[start of SOURCE RECORDS]

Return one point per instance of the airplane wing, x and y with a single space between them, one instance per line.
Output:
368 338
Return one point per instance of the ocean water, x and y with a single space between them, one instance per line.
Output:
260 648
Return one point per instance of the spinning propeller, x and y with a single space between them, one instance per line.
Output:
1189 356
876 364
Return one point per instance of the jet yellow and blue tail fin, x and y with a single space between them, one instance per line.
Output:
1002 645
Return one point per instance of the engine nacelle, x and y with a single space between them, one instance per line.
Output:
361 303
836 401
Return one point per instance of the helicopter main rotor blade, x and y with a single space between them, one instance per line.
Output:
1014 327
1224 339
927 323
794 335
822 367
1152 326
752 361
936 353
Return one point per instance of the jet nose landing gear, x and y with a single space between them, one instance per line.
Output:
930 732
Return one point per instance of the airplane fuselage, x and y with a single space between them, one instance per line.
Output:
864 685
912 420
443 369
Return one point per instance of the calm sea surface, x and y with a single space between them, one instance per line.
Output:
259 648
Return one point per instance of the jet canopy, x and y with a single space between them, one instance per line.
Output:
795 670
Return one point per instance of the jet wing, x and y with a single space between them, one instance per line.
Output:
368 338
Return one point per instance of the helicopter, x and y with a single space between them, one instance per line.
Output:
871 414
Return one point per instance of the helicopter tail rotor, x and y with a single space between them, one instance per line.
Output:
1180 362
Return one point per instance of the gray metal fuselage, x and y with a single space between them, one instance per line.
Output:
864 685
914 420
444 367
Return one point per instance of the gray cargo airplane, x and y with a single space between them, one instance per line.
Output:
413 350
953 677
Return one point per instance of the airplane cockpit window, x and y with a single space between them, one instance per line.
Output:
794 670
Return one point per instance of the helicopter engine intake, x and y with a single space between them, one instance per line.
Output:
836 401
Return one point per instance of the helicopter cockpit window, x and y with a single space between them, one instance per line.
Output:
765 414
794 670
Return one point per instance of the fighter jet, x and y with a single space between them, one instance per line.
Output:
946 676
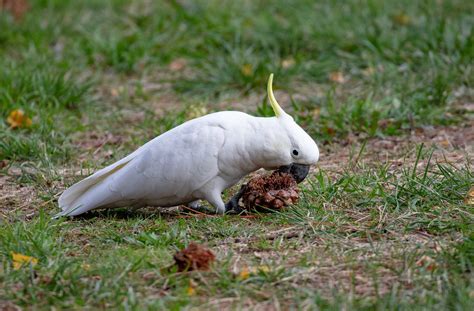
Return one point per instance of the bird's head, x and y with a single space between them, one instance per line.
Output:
293 150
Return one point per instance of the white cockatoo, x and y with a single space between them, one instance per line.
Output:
197 160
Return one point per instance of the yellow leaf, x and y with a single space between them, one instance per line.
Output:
191 291
469 199
401 19
287 63
19 260
178 64
244 274
17 118
246 70
337 77
368 71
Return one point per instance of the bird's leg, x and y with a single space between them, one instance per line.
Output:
216 200
198 207
233 204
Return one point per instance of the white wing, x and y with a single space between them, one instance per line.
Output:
165 171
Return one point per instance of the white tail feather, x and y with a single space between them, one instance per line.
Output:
72 200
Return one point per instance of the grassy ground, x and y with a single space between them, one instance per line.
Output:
385 87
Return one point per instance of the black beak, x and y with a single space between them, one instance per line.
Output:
298 171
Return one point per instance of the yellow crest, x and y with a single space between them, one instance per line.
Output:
276 107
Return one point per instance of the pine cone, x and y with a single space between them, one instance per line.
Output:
270 192
194 257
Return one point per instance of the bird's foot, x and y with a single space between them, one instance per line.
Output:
197 207
232 207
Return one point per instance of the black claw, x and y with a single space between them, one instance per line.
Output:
233 205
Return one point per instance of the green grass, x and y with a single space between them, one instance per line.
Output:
377 227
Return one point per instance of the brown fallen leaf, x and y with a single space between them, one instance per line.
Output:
18 119
469 199
401 19
288 63
178 64
194 257
246 272
19 260
427 262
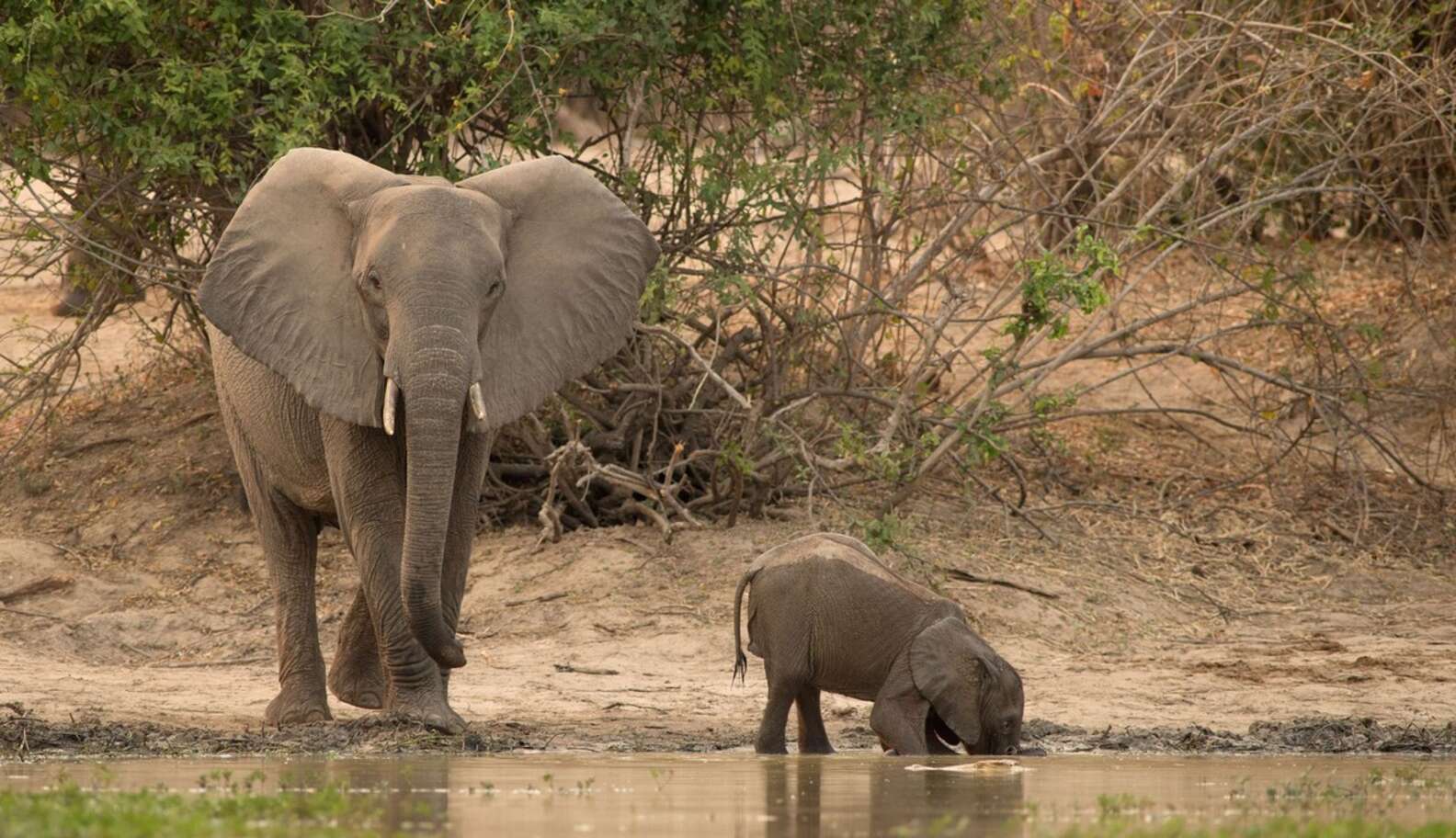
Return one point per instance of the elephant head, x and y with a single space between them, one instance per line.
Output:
974 696
469 303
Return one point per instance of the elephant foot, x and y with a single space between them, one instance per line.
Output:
770 747
297 708
427 708
360 681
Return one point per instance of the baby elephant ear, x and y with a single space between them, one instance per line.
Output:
950 674
279 284
575 265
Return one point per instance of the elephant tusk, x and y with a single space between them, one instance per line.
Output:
478 402
391 396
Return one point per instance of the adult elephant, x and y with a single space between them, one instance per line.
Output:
367 331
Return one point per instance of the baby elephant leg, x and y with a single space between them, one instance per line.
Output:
813 738
899 720
775 718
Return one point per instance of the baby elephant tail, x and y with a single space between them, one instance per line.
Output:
740 663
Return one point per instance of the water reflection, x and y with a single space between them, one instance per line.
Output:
745 796
812 795
414 793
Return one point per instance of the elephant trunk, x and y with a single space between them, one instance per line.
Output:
436 374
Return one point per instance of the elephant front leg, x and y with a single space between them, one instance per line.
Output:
899 720
414 688
367 481
465 509
357 674
289 538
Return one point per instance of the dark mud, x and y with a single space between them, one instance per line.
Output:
27 736
1308 735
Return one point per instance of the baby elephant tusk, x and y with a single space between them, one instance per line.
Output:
478 402
391 396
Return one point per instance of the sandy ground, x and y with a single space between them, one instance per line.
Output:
616 639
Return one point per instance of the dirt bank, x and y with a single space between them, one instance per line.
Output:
1246 623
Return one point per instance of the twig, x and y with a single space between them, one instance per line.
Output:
973 578
35 588
207 663
584 670
542 598
34 614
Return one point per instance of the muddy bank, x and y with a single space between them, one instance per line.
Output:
27 738
1309 735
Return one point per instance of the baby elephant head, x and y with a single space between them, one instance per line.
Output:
455 306
974 696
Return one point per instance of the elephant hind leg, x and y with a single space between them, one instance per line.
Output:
775 718
813 738
357 675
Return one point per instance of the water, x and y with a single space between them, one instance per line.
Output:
743 795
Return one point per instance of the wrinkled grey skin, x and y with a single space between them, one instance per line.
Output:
336 277
825 614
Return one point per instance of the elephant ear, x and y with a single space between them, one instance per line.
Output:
279 284
950 673
575 265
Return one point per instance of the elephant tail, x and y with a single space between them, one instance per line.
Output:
740 663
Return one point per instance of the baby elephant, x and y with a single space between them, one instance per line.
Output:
825 614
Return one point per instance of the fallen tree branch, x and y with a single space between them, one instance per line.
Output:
964 576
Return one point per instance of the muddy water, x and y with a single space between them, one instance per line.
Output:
847 795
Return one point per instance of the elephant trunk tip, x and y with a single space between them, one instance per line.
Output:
436 638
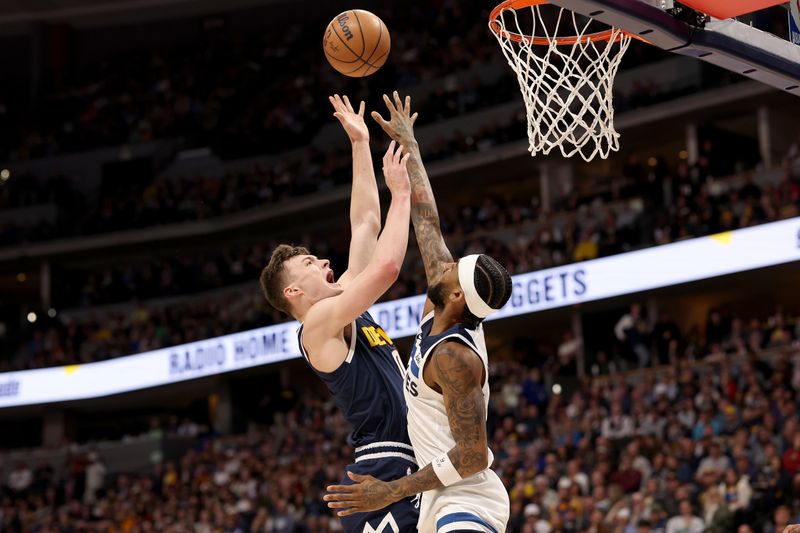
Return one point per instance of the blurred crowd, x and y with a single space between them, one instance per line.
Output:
691 447
229 94
238 93
648 205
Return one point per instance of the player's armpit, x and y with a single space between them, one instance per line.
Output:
459 373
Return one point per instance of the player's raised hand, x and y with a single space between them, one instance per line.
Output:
394 169
352 122
400 125
364 495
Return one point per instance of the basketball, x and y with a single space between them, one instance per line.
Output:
356 43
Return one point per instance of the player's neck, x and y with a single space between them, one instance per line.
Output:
442 321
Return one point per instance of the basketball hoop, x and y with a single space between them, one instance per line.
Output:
566 72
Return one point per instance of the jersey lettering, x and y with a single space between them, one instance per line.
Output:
376 336
388 523
411 387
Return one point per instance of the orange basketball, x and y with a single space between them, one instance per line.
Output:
356 43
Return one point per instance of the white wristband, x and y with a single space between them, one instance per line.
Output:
445 470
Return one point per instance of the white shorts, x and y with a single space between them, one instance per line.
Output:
478 503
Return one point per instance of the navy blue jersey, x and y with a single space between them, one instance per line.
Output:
368 389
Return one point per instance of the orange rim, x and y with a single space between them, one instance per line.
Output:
545 41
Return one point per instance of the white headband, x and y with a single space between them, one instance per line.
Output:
466 277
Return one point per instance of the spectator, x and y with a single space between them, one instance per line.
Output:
95 477
20 479
686 521
618 425
631 330
715 464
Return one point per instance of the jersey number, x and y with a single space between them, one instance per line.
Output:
411 387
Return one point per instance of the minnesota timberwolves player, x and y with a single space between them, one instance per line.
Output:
345 347
446 385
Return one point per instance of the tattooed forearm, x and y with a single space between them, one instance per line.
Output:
459 374
425 217
417 482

[end of SOURCE RECORDS]

AIM
Find the line containing "Return one point per instance of the player's raised". Reproduce it exactly, along with every line after it through the last.

TASK OUTPUT
Return one point per instance of the player's raised hand, x and y with a single space between them, one instance per line.
Output:
394 169
352 122
400 125
364 495
Return one point per instance of the basketball, x and y with a single space between them, one instance per line.
Output:
356 43
Return one point per instance of the player's neck, x and y with a single space between them, one instance per line.
Output:
442 321
Return one point per instance of the basketball hoop, x and y with a single space between them, one instance per line.
Output:
566 72
Return one point per instance of the jersey lettering, x and y with a single space between them, one instance per line.
Output:
376 336
388 523
411 387
Return one point per instance of the orange basketball, x and y with a single space between them, one instance per line.
Output:
356 43
Return one point per instance of the white wristband, x and y with a single space between them, one instance per line.
Output:
445 470
Return one point per instance of the white shorts, x and y with a single space between them, one instance per line.
Output:
478 503
Return one point per instance of the navy blue jersey, x and y with a single space between them, one instance per line.
Output:
368 389
Return one point per instance of the orange rim, x and y with a single space between them, one instance per line.
Output:
545 41
Return one point per instance of the white headband, x and y with a single space between them, one instance per line.
Output:
466 277
Return one point per instance of the spectator, x and y with a single space between them, one instance per line.
Output:
95 477
20 479
686 521
618 425
631 330
715 464
Return one point per instance of the jersey number, x and y with a single space between them, one instance per line.
Output:
411 387
Return one point per instance of the minnesota timberwolves player, x and y with a single space between them, one instance per line.
Output:
345 347
446 385
Return one point per instance of the tattooed forearm, x and y with a single space between them, one instance per line.
Output:
459 374
425 217
417 482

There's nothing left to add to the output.